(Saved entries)

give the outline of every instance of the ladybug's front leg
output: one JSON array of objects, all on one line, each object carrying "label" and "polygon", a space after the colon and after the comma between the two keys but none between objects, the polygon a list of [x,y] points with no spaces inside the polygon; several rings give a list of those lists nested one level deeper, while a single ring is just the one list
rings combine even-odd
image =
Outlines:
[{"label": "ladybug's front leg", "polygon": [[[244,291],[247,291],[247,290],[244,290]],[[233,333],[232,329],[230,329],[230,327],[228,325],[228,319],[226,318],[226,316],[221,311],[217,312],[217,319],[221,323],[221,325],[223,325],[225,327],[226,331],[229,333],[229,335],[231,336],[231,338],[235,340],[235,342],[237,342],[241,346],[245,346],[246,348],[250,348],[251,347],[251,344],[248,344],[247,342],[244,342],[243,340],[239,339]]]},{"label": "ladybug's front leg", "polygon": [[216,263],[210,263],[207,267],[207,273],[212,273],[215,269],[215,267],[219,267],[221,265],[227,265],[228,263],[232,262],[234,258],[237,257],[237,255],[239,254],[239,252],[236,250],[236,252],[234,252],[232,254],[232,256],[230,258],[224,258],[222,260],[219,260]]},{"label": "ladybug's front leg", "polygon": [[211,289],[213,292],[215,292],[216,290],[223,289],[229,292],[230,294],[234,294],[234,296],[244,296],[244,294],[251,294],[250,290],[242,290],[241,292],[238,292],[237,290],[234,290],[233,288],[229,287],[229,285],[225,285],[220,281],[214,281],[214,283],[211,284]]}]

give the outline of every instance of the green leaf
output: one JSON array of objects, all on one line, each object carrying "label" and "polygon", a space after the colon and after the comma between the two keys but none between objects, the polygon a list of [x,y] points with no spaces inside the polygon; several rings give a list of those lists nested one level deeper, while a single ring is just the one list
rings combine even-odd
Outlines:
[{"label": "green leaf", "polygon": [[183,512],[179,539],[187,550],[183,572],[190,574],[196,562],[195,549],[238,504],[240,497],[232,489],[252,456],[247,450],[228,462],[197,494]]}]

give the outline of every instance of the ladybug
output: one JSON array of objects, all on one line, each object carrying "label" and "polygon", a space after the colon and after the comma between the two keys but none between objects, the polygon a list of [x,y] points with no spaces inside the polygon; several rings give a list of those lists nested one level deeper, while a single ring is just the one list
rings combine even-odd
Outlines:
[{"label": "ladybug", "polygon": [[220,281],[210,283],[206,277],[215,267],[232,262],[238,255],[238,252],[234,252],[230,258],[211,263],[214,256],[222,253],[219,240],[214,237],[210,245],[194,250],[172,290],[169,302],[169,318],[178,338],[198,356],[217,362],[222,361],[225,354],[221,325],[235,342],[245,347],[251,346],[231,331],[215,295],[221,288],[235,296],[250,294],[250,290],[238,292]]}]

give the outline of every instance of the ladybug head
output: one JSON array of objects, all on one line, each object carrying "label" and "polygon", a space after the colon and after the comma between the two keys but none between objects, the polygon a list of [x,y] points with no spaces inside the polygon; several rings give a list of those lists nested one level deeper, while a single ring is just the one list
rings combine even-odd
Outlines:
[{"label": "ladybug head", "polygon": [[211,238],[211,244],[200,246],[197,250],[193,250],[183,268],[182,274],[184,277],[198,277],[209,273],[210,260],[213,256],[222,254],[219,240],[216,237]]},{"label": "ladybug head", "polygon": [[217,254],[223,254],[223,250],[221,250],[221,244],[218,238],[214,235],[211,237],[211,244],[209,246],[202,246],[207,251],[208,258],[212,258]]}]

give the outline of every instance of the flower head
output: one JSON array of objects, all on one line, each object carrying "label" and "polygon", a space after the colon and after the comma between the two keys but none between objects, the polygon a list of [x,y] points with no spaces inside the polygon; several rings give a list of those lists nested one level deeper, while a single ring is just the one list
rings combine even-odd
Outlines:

#### [Problem to solve]
Every entry must be set down exactly, with nothing left out.

#### [Exercise result]
give the outline of every instance of the ladybug's front leg
output: one JSON array of objects, all on one line, each object carrying "label" and "polygon", a space after the colon and after the comma between the two keys but none between objects, the polygon a list of [x,y] points with no spaces inside the polygon; several rings give a list of those lists nested one level deeper, while a single ring is just the one list
rings combine even-odd
image =
Outlines:
[{"label": "ladybug's front leg", "polygon": [[[244,291],[247,291],[247,290],[244,290]],[[233,333],[232,329],[230,329],[230,327],[228,325],[228,319],[226,318],[226,316],[221,311],[217,312],[217,319],[221,323],[221,325],[223,325],[225,327],[226,331],[229,333],[229,335],[231,336],[231,338],[235,340],[235,342],[237,342],[241,346],[245,346],[246,348],[250,348],[251,347],[251,344],[248,344],[247,342],[244,342],[243,340],[239,339]]]},{"label": "ladybug's front leg", "polygon": [[216,263],[210,263],[207,267],[207,273],[212,273],[215,269],[215,267],[219,267],[221,265],[227,265],[228,263],[232,262],[234,258],[237,257],[237,255],[239,254],[239,252],[236,250],[236,252],[234,252],[232,254],[232,256],[230,258],[224,258],[222,260],[219,260]]},{"label": "ladybug's front leg", "polygon": [[211,289],[213,292],[215,292],[216,290],[223,289],[229,292],[230,294],[234,294],[234,296],[244,296],[244,294],[251,294],[250,290],[242,290],[241,292],[238,292],[237,290],[234,290],[233,288],[229,287],[229,285],[225,285],[220,281],[214,281],[214,283],[211,284]]}]

give the outline of every instance of the green leaf
output: one JSON array of objects, all on one line, each object carrying "label" and "polygon", a space after the colon and after the comma between the two keys but none between objects, the polygon a list of [x,y] points with no spaces inside the polygon; several rings give a list of those lists nested one level deeper, while a single ring is just the one list
rings combine even-odd
Outlines:
[{"label": "green leaf", "polygon": [[183,512],[179,539],[187,550],[183,572],[190,574],[196,562],[195,549],[238,504],[240,497],[232,489],[252,456],[247,450],[228,462],[197,494]]}]

give the outline of every instance of the ladybug
output: one JSON array of objects, all on one line, each object carrying "label" and "polygon", a space after the colon and after the comma between the two keys but none between objects, the polygon a list of [x,y] points with no spaces inside the polygon; several rings give a list of those lists nested one level deeper, while a single ring is just the one list
rings combine even-odd
Outlines:
[{"label": "ladybug", "polygon": [[220,281],[210,283],[206,277],[215,267],[232,262],[238,255],[238,252],[234,252],[230,258],[211,263],[214,256],[222,253],[219,240],[214,237],[210,245],[194,250],[172,290],[169,302],[169,318],[178,338],[198,356],[217,362],[222,361],[225,354],[221,325],[235,342],[245,347],[251,346],[231,331],[215,295],[221,288],[235,296],[250,294],[250,290],[238,292]]}]

give the outline of every instance of the ladybug head
output: one JSON array of objects, all on one line, each object carrying "label" and "polygon", a space after the colon and after the comma between the two keys but none between objects, the polygon a list of [x,y] points with no spaces inside the polygon; several rings give a list of those lists nested one level deeper, while a single ring is just the one list
rings combine even-odd
Outlines:
[{"label": "ladybug head", "polygon": [[211,238],[211,244],[200,246],[197,250],[193,250],[183,268],[182,274],[184,277],[198,277],[209,273],[210,260],[213,256],[222,254],[219,240],[216,237]]},{"label": "ladybug head", "polygon": [[217,254],[223,254],[223,250],[221,250],[221,244],[218,238],[214,235],[211,237],[211,244],[209,246],[202,246],[207,251],[208,258],[212,258]]}]

give the outline of every instance of the flower head
output: one JSON array of objects, all on one line, each object carrying "label" and "polygon", a space after the colon and after the comma between the two keys but none between objects, the polygon a list of [x,y] points with no spaces inside the polygon; several rings give a list of those lists nested one level deeper, while a single ring is just the one list
rings combine even-odd
Outlines:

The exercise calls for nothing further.